*To do*.
Copy every one of the rows below word for word, omitting the pictures.

——————

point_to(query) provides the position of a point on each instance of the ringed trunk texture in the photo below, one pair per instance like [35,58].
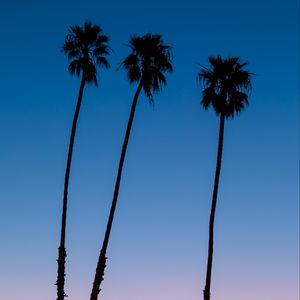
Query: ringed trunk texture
[99,275]
[62,250]
[206,292]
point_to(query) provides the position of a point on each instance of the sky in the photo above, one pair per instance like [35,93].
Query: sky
[158,246]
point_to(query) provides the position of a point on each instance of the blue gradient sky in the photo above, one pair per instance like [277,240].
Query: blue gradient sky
[159,240]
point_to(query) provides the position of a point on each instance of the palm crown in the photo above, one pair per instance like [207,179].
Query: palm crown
[148,62]
[226,85]
[86,48]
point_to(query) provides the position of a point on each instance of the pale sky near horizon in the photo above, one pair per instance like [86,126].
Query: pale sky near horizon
[158,246]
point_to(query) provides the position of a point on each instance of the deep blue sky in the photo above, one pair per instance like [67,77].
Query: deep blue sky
[159,240]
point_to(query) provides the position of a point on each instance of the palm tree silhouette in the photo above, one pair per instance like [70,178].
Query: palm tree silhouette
[150,58]
[226,85]
[86,48]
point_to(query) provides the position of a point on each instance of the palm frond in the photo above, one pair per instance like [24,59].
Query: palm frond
[86,47]
[149,59]
[226,85]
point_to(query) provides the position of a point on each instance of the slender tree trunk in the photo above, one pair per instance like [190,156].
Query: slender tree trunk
[102,257]
[206,292]
[61,250]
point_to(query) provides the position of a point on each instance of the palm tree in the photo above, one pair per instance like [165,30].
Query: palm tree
[226,87]
[150,58]
[86,48]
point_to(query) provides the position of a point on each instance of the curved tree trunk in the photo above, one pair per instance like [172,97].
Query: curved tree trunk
[102,257]
[206,292]
[61,250]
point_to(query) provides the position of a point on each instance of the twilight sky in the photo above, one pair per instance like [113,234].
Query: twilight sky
[158,245]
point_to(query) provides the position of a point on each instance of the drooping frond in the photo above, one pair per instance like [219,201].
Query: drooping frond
[86,48]
[149,59]
[226,85]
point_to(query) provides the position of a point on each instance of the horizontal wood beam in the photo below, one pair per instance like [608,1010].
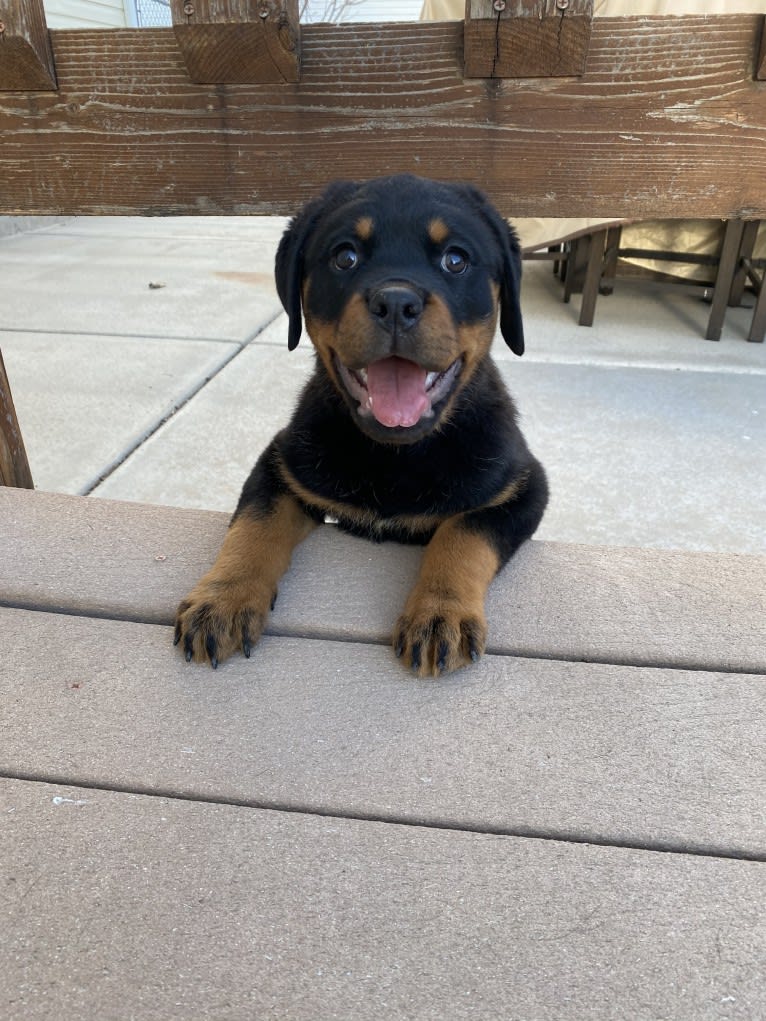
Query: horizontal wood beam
[527,38]
[26,56]
[238,42]
[667,120]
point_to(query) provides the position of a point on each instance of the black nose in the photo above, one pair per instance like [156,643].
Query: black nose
[395,306]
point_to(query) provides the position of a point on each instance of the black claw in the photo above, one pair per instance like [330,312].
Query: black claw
[211,648]
[441,657]
[416,657]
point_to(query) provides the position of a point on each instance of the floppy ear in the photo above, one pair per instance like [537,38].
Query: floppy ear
[508,242]
[289,265]
[511,324]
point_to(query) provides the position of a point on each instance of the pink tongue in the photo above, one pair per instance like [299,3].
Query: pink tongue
[397,391]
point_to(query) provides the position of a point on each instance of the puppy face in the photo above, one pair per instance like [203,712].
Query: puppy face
[400,282]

——————

*Solution to this problem*.
point_to(query) provides the position of a point on each instance of the ringed trunk texture in the photo below, one pair per instance like [35,58].
Query: ringed trunk texture
[99,275]
[62,250]
[206,292]
point_to(query) provides the position of a point on each instance of the sky in the photo above, one pair per instance like [35,93].
Query: sky
[158,246]
point_to(query) provides the position of a point on each instance of the blue gradient sky in the photo above, one pair per instance like [277,240].
Query: blue gradient sky
[159,240]
point_to(query) provides the position of a point on each instance of the palm crown in the photo above, one pair per instance like [207,179].
Query: palm crown
[148,62]
[226,85]
[86,48]
point_to(query) provides the position of a point on each instance of the pale sky near horizon in the photo above, one pair per instance like [86,126].
Query: pale sky near horizon
[158,246]
point_to(query) provides the position of a point on each instance of the deep blue sky in the photo above, one pair per instance like [67,77].
Query: deep blue sky
[159,240]
point_to(query) provides the position of a point on each instance of the palm tree silhouette in the photo above, one pair per instance like [70,178].
Query: palm tree silhouette
[150,58]
[226,85]
[86,48]
point_to(query) provides the position of a point on each instance of the palm frond in the photo above, one pair per instance like [24,59].
Query: palm frond
[86,47]
[149,59]
[226,85]
point_to(query) provides the position of a point on each instance of the slender tree trunk in the photo above, one pair per instance like [190,156].
Query: slender tree trunk
[102,257]
[206,292]
[61,250]
point_to(query) provides the position of a point on each instance of the palm tree in the photo above, one pair per instance like [165,30].
Query: palm tree
[226,87]
[150,58]
[86,48]
point_to(query) provides the position of a point on each instance of the curved tree trunk in the photo above, one pair per instance like [172,97].
Query: curved tree trunk
[102,257]
[206,292]
[61,250]
point_to(query) provides the position of a point on each instance of the twilight sky in the photo above, one pair per instance like [113,234].
Query: twilight sky
[158,245]
point_to(query) provides the position of a point on each instance of the drooping frond in the photo above, one pair per instance like [219,201].
Query: drooping frond
[86,48]
[149,59]
[226,85]
point_to(query) provides the position of a point on each instance of the horizontal wood beam in the photo below, one pair per instance like [608,1010].
Query: horizontal wood beam
[527,38]
[26,56]
[238,42]
[667,120]
point_to(query) provides the position of a point on each instance of the black nose in the photo above, one pair per instance like [156,643].
Query: black nose
[395,306]
point_to(query) provides the position of a point on each instance of the black claw in the photo above, one pair per instance like [330,312].
Query: black claw
[211,648]
[441,657]
[416,657]
point_to(query) provides the position of a point on each instance of the floppy ear in the photo above, one pair per instance like [537,38].
Query: floppy ear
[508,242]
[289,265]
[511,324]
point_to(query) provides the position of a point on each instance of the pink tongue in the photo above, one pair per instance like [299,3].
Query: pink tongue
[397,391]
point_to(query) provides the position of a point on each instance of the puppy face in the photo above, one pair per instance like [203,712].
Query: puppy face
[400,282]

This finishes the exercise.